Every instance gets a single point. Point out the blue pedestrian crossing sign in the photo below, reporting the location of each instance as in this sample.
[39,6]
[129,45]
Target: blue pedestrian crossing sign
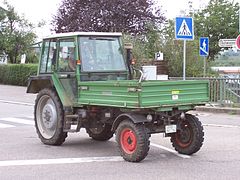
[184,28]
[204,46]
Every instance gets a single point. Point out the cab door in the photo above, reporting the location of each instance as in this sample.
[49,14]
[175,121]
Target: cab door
[66,66]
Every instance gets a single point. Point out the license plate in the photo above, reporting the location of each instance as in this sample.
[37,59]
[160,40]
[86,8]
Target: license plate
[171,128]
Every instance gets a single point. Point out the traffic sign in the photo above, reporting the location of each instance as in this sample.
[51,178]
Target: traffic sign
[184,28]
[204,46]
[227,43]
[238,42]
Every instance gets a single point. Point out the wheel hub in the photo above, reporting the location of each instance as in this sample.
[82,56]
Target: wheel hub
[49,116]
[128,141]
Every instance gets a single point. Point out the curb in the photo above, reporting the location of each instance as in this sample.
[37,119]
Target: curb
[227,110]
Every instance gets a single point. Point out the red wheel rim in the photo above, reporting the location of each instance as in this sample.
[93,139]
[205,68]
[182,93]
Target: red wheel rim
[184,137]
[128,141]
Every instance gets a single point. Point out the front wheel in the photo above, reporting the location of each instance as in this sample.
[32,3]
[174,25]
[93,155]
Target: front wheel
[49,117]
[133,141]
[189,137]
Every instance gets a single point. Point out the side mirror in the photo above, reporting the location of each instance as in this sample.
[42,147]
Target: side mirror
[129,47]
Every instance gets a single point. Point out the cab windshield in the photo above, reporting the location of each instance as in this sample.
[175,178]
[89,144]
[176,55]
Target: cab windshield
[101,54]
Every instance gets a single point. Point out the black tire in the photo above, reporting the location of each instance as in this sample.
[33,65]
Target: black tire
[190,138]
[133,141]
[49,118]
[102,133]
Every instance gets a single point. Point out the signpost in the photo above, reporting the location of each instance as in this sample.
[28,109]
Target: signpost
[184,31]
[204,50]
[238,42]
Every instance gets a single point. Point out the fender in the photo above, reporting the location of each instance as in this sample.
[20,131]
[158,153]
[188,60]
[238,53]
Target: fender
[37,83]
[135,118]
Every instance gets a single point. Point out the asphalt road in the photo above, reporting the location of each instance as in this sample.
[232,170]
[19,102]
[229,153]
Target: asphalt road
[23,156]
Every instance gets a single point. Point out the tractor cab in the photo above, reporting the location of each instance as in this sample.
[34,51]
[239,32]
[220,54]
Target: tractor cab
[90,56]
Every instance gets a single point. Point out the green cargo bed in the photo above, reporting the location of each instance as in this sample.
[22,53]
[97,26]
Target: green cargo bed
[147,94]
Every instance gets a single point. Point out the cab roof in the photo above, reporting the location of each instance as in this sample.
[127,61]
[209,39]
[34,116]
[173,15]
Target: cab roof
[68,34]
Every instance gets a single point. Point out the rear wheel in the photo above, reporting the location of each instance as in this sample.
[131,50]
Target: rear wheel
[133,141]
[49,117]
[189,137]
[101,133]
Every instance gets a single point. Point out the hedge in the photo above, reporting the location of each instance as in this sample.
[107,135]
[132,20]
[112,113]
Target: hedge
[17,74]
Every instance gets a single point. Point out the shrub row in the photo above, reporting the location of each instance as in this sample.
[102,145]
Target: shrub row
[17,74]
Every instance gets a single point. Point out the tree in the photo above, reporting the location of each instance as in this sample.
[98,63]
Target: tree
[219,20]
[129,16]
[16,35]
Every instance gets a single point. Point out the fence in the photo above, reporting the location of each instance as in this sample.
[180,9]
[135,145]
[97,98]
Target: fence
[223,91]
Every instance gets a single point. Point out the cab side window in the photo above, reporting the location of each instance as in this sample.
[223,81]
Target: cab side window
[48,58]
[66,56]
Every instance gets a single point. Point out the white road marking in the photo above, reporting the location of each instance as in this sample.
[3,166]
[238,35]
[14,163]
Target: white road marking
[171,151]
[59,161]
[18,120]
[221,125]
[5,125]
[30,117]
[18,103]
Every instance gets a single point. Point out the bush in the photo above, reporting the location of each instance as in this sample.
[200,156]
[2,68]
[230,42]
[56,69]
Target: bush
[17,74]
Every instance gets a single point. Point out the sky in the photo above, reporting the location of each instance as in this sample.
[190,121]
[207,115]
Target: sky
[38,10]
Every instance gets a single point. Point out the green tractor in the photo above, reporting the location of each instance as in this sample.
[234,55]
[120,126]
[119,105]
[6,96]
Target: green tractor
[85,80]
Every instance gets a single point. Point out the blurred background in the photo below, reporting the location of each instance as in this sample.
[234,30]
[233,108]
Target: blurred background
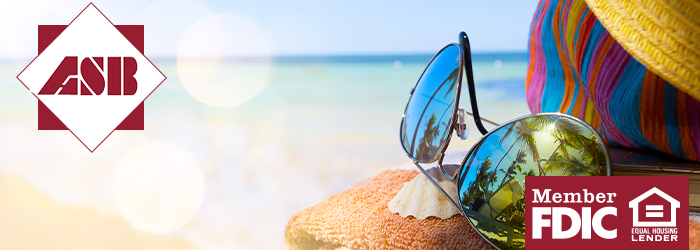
[269,108]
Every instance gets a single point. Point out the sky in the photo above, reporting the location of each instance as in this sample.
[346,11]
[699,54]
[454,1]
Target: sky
[285,28]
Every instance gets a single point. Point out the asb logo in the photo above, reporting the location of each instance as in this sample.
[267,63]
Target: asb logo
[606,212]
[91,77]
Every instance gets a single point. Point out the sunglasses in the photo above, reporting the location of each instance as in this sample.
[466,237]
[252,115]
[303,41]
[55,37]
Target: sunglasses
[490,180]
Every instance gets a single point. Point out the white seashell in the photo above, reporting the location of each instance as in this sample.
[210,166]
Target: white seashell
[420,198]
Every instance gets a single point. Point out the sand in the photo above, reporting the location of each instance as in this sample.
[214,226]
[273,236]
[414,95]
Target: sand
[30,219]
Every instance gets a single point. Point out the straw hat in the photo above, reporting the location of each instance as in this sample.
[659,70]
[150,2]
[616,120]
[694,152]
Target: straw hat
[664,35]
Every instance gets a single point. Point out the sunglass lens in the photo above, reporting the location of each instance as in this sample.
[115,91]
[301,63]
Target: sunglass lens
[428,116]
[491,184]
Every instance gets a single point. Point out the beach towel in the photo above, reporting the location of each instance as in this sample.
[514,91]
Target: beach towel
[578,67]
[359,218]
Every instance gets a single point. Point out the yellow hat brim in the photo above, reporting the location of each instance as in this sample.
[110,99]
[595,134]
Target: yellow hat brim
[664,35]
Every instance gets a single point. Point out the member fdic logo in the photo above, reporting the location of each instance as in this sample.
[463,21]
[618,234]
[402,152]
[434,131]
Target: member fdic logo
[584,212]
[91,77]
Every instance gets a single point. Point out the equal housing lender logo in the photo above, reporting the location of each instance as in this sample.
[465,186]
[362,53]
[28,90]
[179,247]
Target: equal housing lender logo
[607,212]
[91,77]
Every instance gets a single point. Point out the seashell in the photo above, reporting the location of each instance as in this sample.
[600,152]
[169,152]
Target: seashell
[420,198]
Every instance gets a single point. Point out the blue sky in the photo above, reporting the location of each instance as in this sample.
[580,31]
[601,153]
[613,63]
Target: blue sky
[305,27]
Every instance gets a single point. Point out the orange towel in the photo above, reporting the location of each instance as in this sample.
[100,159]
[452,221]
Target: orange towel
[359,218]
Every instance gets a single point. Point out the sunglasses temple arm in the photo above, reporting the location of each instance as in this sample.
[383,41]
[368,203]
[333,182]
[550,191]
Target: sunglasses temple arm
[440,188]
[464,42]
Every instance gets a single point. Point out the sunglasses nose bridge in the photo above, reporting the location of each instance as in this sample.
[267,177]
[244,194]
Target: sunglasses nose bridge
[462,126]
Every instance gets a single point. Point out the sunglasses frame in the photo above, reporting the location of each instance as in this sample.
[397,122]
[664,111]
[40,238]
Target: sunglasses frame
[466,65]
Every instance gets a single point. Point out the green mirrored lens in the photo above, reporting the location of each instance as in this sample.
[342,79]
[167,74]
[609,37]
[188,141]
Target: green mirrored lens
[428,116]
[491,185]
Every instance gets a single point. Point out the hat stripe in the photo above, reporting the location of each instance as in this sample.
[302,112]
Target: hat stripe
[683,123]
[694,123]
[629,88]
[673,133]
[577,67]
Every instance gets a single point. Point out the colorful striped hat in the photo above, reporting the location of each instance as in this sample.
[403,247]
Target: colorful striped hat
[664,35]
[630,69]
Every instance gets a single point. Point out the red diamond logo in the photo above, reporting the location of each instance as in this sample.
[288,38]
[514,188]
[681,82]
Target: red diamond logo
[91,77]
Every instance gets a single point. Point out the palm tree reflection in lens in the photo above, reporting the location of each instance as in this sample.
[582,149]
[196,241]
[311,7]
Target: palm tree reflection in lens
[493,196]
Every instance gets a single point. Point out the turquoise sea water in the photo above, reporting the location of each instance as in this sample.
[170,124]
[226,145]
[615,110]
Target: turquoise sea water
[317,126]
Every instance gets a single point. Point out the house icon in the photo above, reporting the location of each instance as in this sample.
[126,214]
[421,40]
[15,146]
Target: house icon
[654,210]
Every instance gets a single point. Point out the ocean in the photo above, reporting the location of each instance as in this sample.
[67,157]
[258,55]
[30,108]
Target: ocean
[269,138]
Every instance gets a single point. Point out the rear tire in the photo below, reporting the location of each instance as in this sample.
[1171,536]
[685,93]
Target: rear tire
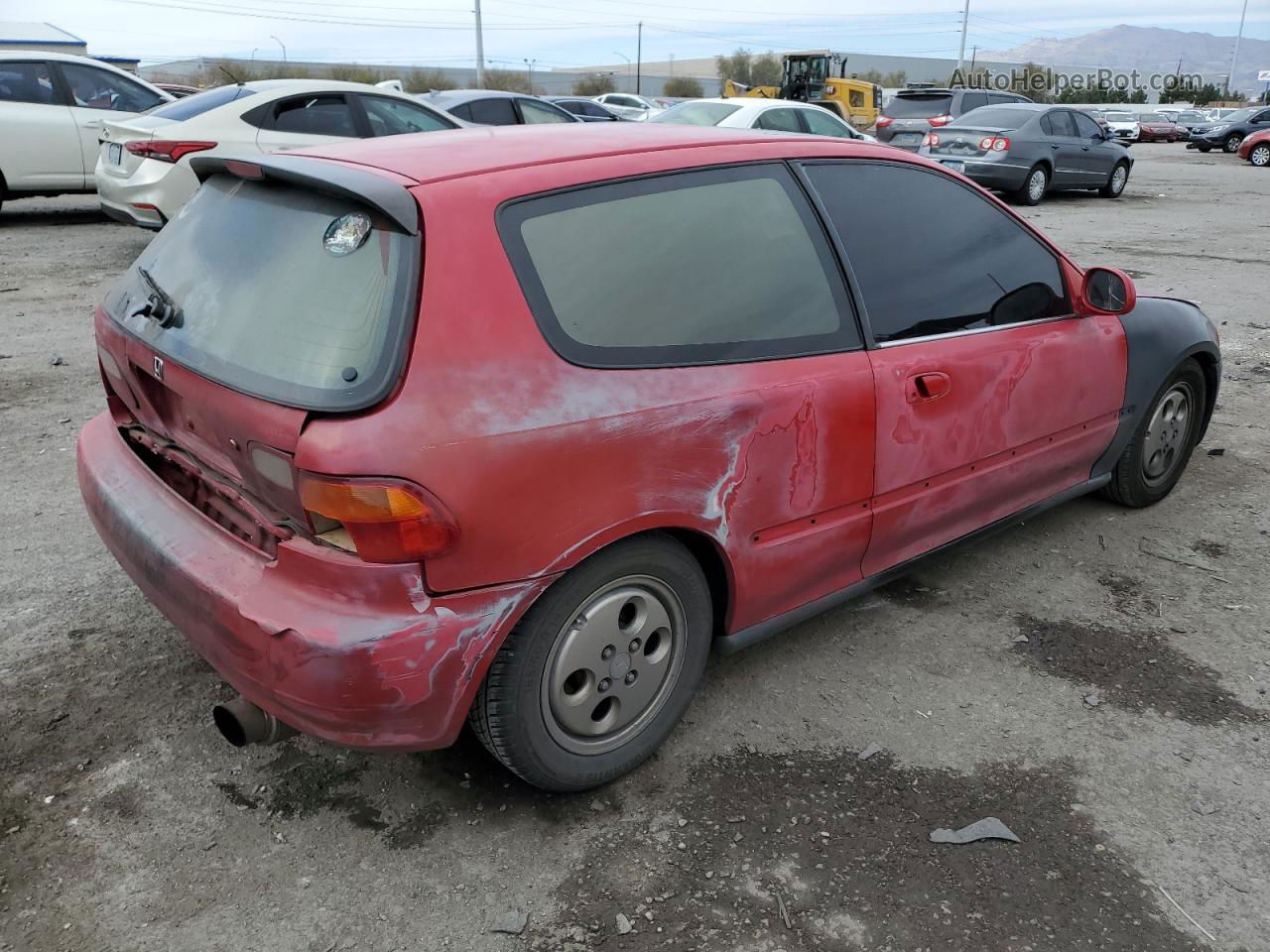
[1116,181]
[1034,186]
[601,667]
[1161,445]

THE PROBLEM: Scan the entries above for the string "below" and copy each line containing it.

WRITTEN RESPONSE:
Every instance gets a single point. Point out the blue pedestrian crossing sign in the photo below, reporting the location of each instance as in this sample.
Every instance gets a single point. Point out the blurred background in the photo below, reporting the location of each instance as in this sample.
Every instance gets a single point. Point out the rear tire in the photo below, reporting the location of each instance as in this sample.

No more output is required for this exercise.